Prompt:
Copy the listing below from the line containing "of the traffic" through the line containing "[[122, 75]]", both inclusive, and reproduce nothing else. Shift each marker coordinate in the answers by adding 78 to every number, and leave the requests and their sample formats unchanged.

Dataset rows:
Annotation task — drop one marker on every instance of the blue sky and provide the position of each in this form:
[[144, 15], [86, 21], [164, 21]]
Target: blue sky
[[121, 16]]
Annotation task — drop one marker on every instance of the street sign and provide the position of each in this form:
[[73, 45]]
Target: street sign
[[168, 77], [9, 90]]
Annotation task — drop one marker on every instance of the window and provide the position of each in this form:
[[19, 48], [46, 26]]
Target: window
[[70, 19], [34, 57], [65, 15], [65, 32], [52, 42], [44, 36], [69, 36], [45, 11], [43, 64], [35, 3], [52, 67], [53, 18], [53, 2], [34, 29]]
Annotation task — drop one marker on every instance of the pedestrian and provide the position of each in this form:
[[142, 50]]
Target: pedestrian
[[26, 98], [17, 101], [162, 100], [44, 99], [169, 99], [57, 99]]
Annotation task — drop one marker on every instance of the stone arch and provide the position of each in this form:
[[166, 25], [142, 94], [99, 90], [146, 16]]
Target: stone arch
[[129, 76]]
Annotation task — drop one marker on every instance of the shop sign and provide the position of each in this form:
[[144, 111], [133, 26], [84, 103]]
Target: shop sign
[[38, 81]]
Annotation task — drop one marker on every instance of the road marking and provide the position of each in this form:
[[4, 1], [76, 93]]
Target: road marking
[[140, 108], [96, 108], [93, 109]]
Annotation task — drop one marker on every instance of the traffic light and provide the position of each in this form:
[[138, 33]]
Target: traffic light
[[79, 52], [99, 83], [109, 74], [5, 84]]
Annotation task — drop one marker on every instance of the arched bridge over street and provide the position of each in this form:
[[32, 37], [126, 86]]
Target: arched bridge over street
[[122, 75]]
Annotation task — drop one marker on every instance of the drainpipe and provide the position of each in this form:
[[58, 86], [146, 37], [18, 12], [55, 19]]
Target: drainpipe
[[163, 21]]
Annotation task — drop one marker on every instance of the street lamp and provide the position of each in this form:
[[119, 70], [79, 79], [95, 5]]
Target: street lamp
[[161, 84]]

Answer below:
Annotation task — drop one marker on every instance of the traffic light and provide the position of each in this form:
[[138, 33]]
Target: traffic light
[[157, 130], [177, 161], [187, 152], [83, 162]]
Annotation task — drop one marker on every instance of the arched bridge over street and provide the position of each in this form:
[[32, 37], [126, 86]]
Target: arched bridge over street
[[200, 153]]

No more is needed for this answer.